Stated exercise — Extract every entry word for word. Skip the pictures.

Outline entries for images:
= = = =

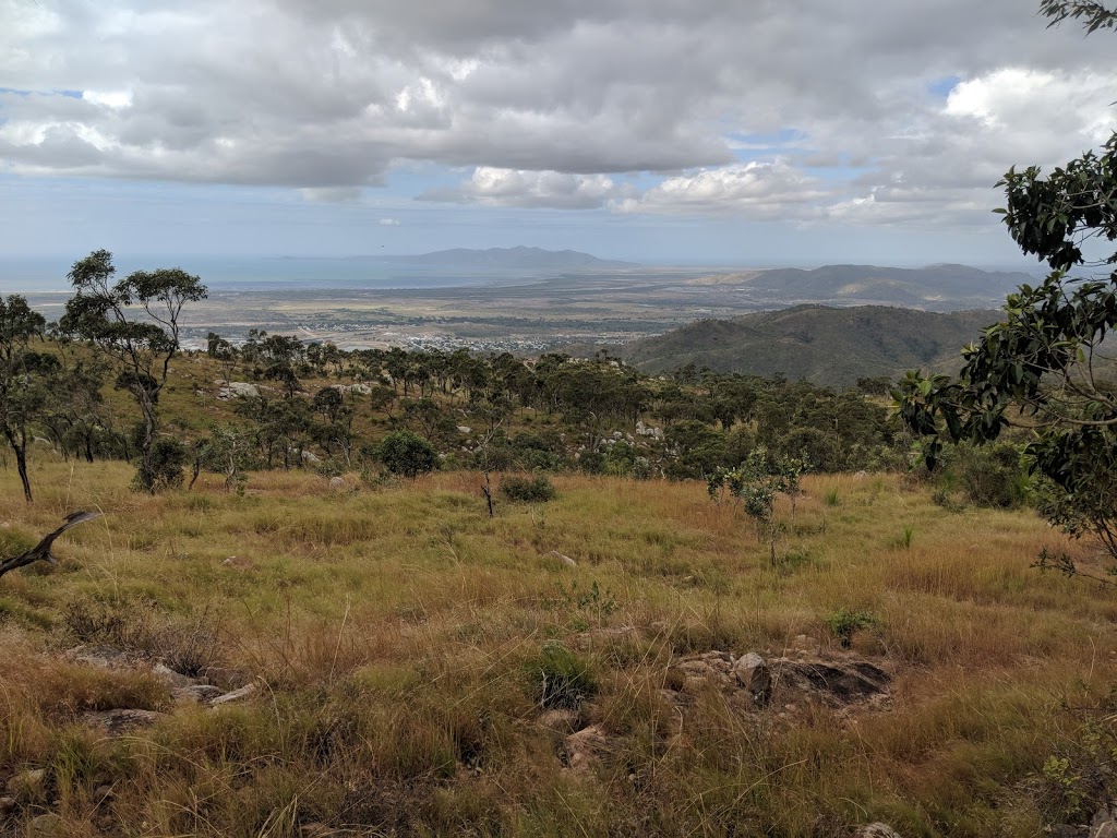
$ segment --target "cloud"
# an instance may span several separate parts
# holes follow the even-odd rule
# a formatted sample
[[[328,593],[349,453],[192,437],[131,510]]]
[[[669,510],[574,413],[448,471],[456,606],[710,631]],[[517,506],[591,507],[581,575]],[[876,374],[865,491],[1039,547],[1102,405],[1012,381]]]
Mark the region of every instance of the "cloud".
[[[1019,0],[57,0],[4,16],[0,173],[308,201],[419,163],[471,172],[423,198],[481,206],[987,222],[1010,165],[1108,134],[1117,89],[1110,36],[1046,30]]]
[[[564,174],[479,166],[454,189],[420,196],[423,200],[476,202],[493,207],[595,209],[624,190],[603,174]]]
[[[298,193],[311,203],[347,203],[361,198],[361,190],[355,187],[306,187]]]
[[[784,160],[750,162],[667,178],[638,198],[614,203],[618,212],[734,213],[748,218],[800,215],[824,199],[818,182]]]

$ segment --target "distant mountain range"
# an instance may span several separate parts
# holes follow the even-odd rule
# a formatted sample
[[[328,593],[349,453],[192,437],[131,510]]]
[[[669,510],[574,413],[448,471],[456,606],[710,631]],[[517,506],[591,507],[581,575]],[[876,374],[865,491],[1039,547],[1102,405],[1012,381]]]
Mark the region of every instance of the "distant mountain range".
[[[491,247],[487,250],[455,248],[419,256],[382,256],[383,261],[431,268],[499,270],[586,270],[637,267],[631,261],[599,259],[577,250],[544,250],[538,247]]]
[[[962,347],[999,318],[995,311],[933,314],[892,306],[802,305],[698,321],[627,344],[619,354],[652,373],[694,363],[718,372],[781,373],[847,388],[859,378],[896,379],[916,368],[957,372]]]
[[[967,265],[888,268],[876,265],[825,265],[813,270],[777,268],[719,278],[737,291],[767,302],[886,304],[919,308],[973,308],[1003,302],[1035,277],[1023,272],[990,272]]]

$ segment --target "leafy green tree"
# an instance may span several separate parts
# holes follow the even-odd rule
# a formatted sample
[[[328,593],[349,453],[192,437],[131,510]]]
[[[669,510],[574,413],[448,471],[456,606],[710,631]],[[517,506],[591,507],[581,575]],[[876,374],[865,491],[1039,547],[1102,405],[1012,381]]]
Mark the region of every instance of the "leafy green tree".
[[[203,299],[206,286],[181,268],[137,270],[113,284],[115,274],[107,250],[74,263],[67,278],[76,294],[66,303],[59,325],[116,366],[116,387],[127,391],[140,409],[136,486],[154,493],[173,484],[165,472],[175,460],[169,450],[156,451],[159,397],[181,347],[182,308]]]
[[[392,474],[417,477],[438,467],[438,451],[429,440],[410,430],[389,434],[376,446],[376,459]]]
[[[1095,2],[1043,0],[1040,12],[1088,31],[1117,25],[1117,12]],[[1102,340],[1117,325],[1117,251],[1087,256],[1117,239],[1117,135],[1046,177],[1012,169],[997,185],[1010,235],[1050,273],[1009,295],[1003,320],[963,351],[957,379],[909,372],[894,391],[897,410],[932,467],[944,441],[984,445],[1010,426],[1029,429],[1024,457],[1050,489],[1042,512],[1071,535],[1092,535],[1117,562],[1117,390],[1102,377]]]
[[[7,301],[0,297],[0,430],[16,455],[16,468],[28,503],[32,499],[27,475],[28,425],[42,410],[49,392],[49,384],[40,374],[48,359],[32,352],[29,345],[32,339],[42,335],[46,325],[44,316],[32,311],[23,297],[18,294]]]

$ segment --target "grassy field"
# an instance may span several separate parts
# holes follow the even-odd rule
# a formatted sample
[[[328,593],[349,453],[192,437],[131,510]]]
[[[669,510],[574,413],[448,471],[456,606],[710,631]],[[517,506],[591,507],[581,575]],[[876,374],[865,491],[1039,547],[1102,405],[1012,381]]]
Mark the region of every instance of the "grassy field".
[[[374,489],[254,474],[244,496],[203,477],[157,497],[131,477],[40,459],[25,506],[0,473],[0,555],[68,511],[105,513],[58,542],[57,569],[0,579],[4,834],[830,836],[881,820],[1032,836],[1088,819],[1113,763],[1117,598],[1031,569],[1042,546],[1083,547],[1029,513],[813,476],[771,570],[745,516],[693,483],[556,477],[555,501],[490,520],[476,474]],[[79,644],[133,663],[66,657]],[[867,661],[891,683],[873,703],[742,708],[680,678],[712,650]],[[258,688],[175,703],[155,657]],[[163,715],[121,735],[83,721],[113,708]],[[566,736],[586,726],[604,746],[571,768]]]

= = = =

Result of this task —
$ segment --target "cloud"
# an instance may span several separate parts
# holes follow the even-odd rule
# a formatted sample
[[[328,593],[349,453],[192,437],[131,510]]]
[[[669,510],[574,413],[448,471],[456,606],[710,631]],[[517,506],[591,507],[581,575]],[[876,374],[865,491],[1039,547],[1102,405],[1012,381]]]
Mark the region of every instance of the "cloud".
[[[1019,0],[57,0],[4,16],[0,173],[308,201],[419,163],[471,172],[423,198],[481,206],[987,222],[1010,165],[1108,134],[1117,89],[1110,36],[1046,30]]]
[[[564,174],[479,166],[454,189],[420,196],[423,200],[476,202],[493,207],[595,209],[624,190],[603,174]]]
[[[298,193],[311,203],[347,203],[361,198],[361,190],[355,187],[306,187]]]
[[[784,160],[750,162],[667,178],[638,198],[614,203],[618,212],[734,213],[748,218],[800,215],[824,199],[818,182]]]

$ segment --target "distant mountain range"
# an instance may span several separate parts
# holes follow the even-odd rule
# a formatted sample
[[[328,593],[349,453],[192,437],[131,510]]]
[[[669,510],[574,413],[448,471],[456,606],[710,631]],[[517,506],[591,507],[581,575]],[[876,374],[865,491],[1039,547],[1102,405],[1012,381]]]
Mark the region of every instance of the "distant mountain range".
[[[491,247],[487,250],[455,248],[419,256],[382,256],[383,261],[431,268],[499,270],[586,270],[637,267],[631,261],[599,259],[577,250],[544,250],[538,247]]]
[[[962,347],[999,318],[995,311],[933,314],[892,306],[802,305],[698,321],[627,344],[619,354],[652,373],[694,363],[718,372],[781,373],[847,388],[859,378],[896,379],[916,368],[957,372]]]
[[[967,265],[888,268],[876,265],[825,265],[813,270],[777,268],[719,278],[737,291],[767,302],[886,304],[919,308],[973,308],[1003,302],[1035,277],[1023,272],[990,272]]]

$ segment --target "leafy green tree"
# an instance may span several separate parts
# holes follow the even-odd rule
# a formatted sample
[[[328,593],[349,453],[192,437],[131,510]]]
[[[669,510],[574,413],[448,471],[456,606],[710,631]],[[517,506],[591,507],[581,575]],[[876,374],[865,491],[1039,547],[1102,405],[1012,381]]]
Mark the region of every instance of the "leafy green tree".
[[[203,299],[206,286],[181,268],[137,270],[113,284],[115,274],[107,250],[74,263],[67,278],[76,294],[66,303],[59,325],[116,366],[116,387],[127,391],[140,409],[136,486],[154,493],[173,484],[165,472],[175,460],[169,450],[156,451],[159,397],[181,347],[182,308]]]
[[[392,474],[417,477],[438,467],[438,451],[429,440],[410,430],[389,434],[376,446],[376,459]]]
[[[1095,2],[1043,0],[1040,12],[1088,31],[1117,25],[1117,12]],[[1102,340],[1117,325],[1117,251],[1087,256],[1117,239],[1117,135],[1046,177],[1012,169],[997,185],[1010,235],[1050,273],[1009,295],[1003,320],[963,351],[957,379],[909,372],[894,391],[897,410],[932,467],[944,441],[984,445],[1010,426],[1029,429],[1024,457],[1050,489],[1042,512],[1071,535],[1092,535],[1117,562],[1117,390],[1102,377]]]
[[[7,301],[0,297],[0,430],[16,455],[16,468],[28,503],[32,499],[27,475],[28,425],[42,410],[49,392],[49,384],[40,374],[48,359],[32,352],[29,345],[32,339],[42,335],[46,325],[44,316],[32,311],[23,297],[18,294]]]

$ segment --target "grassy field"
# an instance may span several separate parts
# holes follow the even-odd rule
# a formatted sample
[[[328,593],[349,453],[192,437],[131,510]]]
[[[669,510],[574,413],[448,471],[456,606],[710,631]],[[517,506],[591,507],[581,575]],[[876,374],[865,491],[1039,547],[1102,405],[1012,381]]]
Mark the region of every instance of the "grassy field".
[[[374,489],[254,474],[244,496],[203,477],[157,497],[131,477],[40,459],[25,506],[0,473],[0,555],[68,511],[105,513],[58,542],[57,569],[0,579],[4,834],[830,836],[881,820],[1032,836],[1088,819],[1113,763],[1117,598],[1031,569],[1042,546],[1083,547],[1029,513],[813,476],[771,570],[745,516],[693,483],[556,477],[555,501],[490,520],[476,474]],[[79,644],[133,663],[66,657]],[[867,661],[891,683],[873,703],[742,708],[680,678],[712,650]],[[258,688],[175,703],[155,657]],[[163,715],[121,735],[83,721],[113,708]],[[566,736],[586,726],[604,746],[571,768]]]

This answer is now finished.